» Pointing dataset records
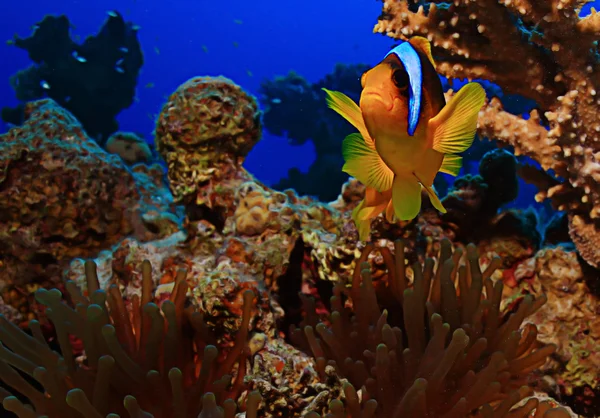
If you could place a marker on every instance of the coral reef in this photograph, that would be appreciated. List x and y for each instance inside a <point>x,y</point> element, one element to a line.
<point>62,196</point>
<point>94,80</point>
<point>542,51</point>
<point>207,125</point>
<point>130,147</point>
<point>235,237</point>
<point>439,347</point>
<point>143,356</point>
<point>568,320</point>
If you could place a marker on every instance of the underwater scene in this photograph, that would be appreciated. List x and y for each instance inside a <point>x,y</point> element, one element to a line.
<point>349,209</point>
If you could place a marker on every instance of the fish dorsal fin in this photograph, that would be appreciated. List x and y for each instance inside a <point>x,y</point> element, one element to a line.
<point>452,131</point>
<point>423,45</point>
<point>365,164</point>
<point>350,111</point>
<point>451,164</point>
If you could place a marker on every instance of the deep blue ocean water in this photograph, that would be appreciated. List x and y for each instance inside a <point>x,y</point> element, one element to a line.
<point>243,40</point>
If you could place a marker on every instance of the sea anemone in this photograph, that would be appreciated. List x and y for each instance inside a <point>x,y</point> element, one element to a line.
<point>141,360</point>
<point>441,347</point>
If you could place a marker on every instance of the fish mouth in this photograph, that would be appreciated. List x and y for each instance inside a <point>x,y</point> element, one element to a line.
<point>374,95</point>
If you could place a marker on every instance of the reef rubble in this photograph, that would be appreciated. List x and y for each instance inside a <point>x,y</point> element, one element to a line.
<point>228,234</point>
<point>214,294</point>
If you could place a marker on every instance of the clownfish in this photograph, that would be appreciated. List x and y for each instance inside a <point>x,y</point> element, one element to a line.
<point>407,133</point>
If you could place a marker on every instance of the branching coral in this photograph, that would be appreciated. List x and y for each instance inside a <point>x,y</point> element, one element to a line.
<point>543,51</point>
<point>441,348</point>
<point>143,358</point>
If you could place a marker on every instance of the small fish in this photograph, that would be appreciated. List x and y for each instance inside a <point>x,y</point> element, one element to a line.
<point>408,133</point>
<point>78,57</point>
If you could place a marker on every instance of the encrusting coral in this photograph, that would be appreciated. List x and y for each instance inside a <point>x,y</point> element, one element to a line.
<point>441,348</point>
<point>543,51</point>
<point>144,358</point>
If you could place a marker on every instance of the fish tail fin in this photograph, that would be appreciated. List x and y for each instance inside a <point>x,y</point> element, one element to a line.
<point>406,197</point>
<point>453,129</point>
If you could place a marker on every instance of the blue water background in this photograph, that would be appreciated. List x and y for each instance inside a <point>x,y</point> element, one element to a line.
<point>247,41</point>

...

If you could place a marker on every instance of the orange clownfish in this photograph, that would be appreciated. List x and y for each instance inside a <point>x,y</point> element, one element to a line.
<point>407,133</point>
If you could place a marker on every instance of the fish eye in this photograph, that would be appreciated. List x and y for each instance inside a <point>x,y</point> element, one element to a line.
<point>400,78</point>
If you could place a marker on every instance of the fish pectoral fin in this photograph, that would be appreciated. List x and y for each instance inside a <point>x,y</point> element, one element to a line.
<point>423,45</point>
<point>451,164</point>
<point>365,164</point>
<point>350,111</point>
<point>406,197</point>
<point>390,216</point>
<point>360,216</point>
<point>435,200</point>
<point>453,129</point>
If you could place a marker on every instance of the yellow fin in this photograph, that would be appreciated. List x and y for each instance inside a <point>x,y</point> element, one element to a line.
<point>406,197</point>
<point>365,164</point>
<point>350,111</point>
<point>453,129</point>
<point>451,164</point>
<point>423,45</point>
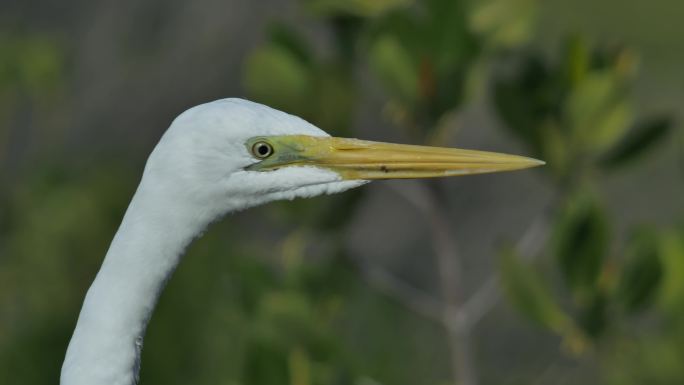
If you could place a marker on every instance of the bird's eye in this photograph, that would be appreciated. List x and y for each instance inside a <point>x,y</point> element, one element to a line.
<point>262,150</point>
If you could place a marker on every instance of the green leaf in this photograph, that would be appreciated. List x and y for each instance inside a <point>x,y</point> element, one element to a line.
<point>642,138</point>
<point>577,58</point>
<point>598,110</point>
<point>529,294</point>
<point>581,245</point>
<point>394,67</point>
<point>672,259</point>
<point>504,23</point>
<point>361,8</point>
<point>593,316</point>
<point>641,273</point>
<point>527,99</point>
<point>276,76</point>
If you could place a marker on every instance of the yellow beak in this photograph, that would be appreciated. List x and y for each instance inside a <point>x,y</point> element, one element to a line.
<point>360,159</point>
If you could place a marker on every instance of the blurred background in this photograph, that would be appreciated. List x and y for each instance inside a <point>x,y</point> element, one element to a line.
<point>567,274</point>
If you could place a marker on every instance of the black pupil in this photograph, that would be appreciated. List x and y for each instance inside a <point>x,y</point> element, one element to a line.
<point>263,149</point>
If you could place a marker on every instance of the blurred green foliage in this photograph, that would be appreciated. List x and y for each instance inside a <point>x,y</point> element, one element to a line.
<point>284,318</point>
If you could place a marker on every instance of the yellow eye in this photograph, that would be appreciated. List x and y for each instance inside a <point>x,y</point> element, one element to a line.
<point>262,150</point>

» What you will do
Substitute "image" for "photograph" in the items from the line with "of the clownfish" up to and including the line with "<point>247,41</point>", and give back only those lines with nothing else altered.

» Expected output
If you could place a marker on every instance of the clownfish in this image, that would be appreciated. List x and y for each instance inside a <point>x,y</point> element, one element to a line.
<point>407,133</point>
If you could place a marker on every instance of the branching coral in this image, that would be appreciated. List x and y for each instance inside a <point>x,y</point> element, one element to a line.
<point>543,51</point>
<point>441,348</point>
<point>143,358</point>
If you could place a marker on every instance of the small fish in this image, that would be appreciated. List x and y for each instance inside a <point>x,y</point> element, one element to a line.
<point>408,133</point>
<point>78,57</point>
If you could place a marker on every instance of the encrusting coral in this image, that would be appreciated. List x and y for each instance inside a <point>x,y</point> element, one element to a line.
<point>441,348</point>
<point>543,51</point>
<point>144,358</point>
If you could place a marker on every instance of the fish tail fin in this image, that would be appreciated. List x and y for each instance inside a <point>x,y</point> element, one element to a line.
<point>406,197</point>
<point>453,129</point>
If you could place a marker on every instance of the blue water background in this image, that would be appreciated. List x and y for each instance inside a <point>x,y</point> element, one element to a line.
<point>247,41</point>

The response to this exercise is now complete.